DESCRIPTION OF THE TASK:
Put each line of the material below into a JSON list of strings, one string per line, and leave out any blank lines.

PROVIDED MATERIAL:
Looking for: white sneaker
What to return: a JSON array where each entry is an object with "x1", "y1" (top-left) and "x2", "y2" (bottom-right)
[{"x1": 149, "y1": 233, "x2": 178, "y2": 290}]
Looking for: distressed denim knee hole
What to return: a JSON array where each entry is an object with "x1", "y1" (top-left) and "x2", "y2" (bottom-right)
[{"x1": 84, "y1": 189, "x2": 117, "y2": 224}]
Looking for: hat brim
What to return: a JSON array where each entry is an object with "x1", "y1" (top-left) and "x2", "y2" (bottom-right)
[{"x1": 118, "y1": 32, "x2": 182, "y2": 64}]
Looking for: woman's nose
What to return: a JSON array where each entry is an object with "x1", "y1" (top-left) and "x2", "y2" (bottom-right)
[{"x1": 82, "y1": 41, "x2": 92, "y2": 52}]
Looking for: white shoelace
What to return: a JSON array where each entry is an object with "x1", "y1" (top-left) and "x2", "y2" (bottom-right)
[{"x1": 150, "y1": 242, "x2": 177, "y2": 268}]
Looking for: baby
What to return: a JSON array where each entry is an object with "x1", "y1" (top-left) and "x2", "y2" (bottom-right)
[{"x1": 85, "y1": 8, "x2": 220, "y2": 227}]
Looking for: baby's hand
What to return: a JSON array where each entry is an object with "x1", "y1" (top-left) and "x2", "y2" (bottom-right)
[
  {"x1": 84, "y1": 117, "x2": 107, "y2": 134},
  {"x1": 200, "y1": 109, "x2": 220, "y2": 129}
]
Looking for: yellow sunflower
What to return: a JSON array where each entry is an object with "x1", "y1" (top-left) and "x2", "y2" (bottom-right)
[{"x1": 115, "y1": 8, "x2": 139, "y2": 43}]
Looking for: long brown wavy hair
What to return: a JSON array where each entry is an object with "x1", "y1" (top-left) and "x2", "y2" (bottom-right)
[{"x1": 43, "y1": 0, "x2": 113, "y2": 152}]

WORKED SOLUTION:
[
  "Looking for: white sneaker",
  "What to return: a JSON array where each entry is an object with \"x1\", \"y1\" (top-left) and \"x2\", \"y2\" (bottom-right)",
  "[{\"x1\": 149, \"y1\": 233, \"x2\": 178, \"y2\": 290}]",
  "Looking for: distressed denim knee hole",
  "What to return: a JSON array where each entry is an object with \"x1\", \"y1\" (top-left) and \"x2\", \"y2\" (bottom-right)",
  "[{\"x1\": 84, \"y1\": 189, \"x2\": 117, \"y2\": 224}]",
  "Looking for: hat brim",
  "What to return: a JSON array where each entry is an object with \"x1\", \"y1\" (top-left) and \"x2\", \"y2\" (bottom-right)",
  "[{\"x1\": 118, \"y1\": 32, \"x2\": 182, \"y2\": 64}]",
  "Looking for: woman's nose",
  "What to return: a JSON array where each entry is an object with \"x1\", \"y1\" (top-left) and \"x2\", \"y2\" (bottom-right)",
  "[{\"x1\": 82, \"y1\": 41, \"x2\": 92, \"y2\": 52}]",
  "Looking for: white shoelace",
  "What to return: a JSON array where each entry is an object with \"x1\", \"y1\" (top-left) and \"x2\", \"y2\" (bottom-right)",
  "[{\"x1\": 150, \"y1\": 242, \"x2\": 177, \"y2\": 268}]",
  "Looking for: baby",
  "What to return: a JSON array where each entry is an object with \"x1\", \"y1\" (top-left) and \"x2\", \"y2\" (bottom-right)",
  "[{\"x1\": 85, \"y1\": 8, \"x2\": 220, \"y2\": 227}]",
  "Looking for: baby's hand",
  "What to return: a JSON array where each entry is an object with \"x1\", \"y1\" (top-left) and \"x2\", \"y2\" (bottom-right)",
  "[",
  "  {\"x1\": 84, \"y1\": 117, \"x2\": 107, \"y2\": 134},",
  "  {\"x1\": 200, \"y1\": 109, \"x2\": 220, \"y2\": 129}",
  "]",
  "Looking for: yellow sunflower",
  "What to return: a JSON array where each entry is an object with \"x1\", \"y1\" (top-left) and \"x2\", \"y2\" (bottom-right)",
  "[{\"x1\": 115, \"y1\": 8, \"x2\": 139, \"y2\": 43}]",
  "Looking for: long brown wavy hair",
  "What to return: a JSON array where each entry is an object with \"x1\", \"y1\" (top-left) and \"x2\", \"y2\" (bottom-right)",
  "[{\"x1\": 43, \"y1\": 0, \"x2\": 113, \"y2\": 152}]"
]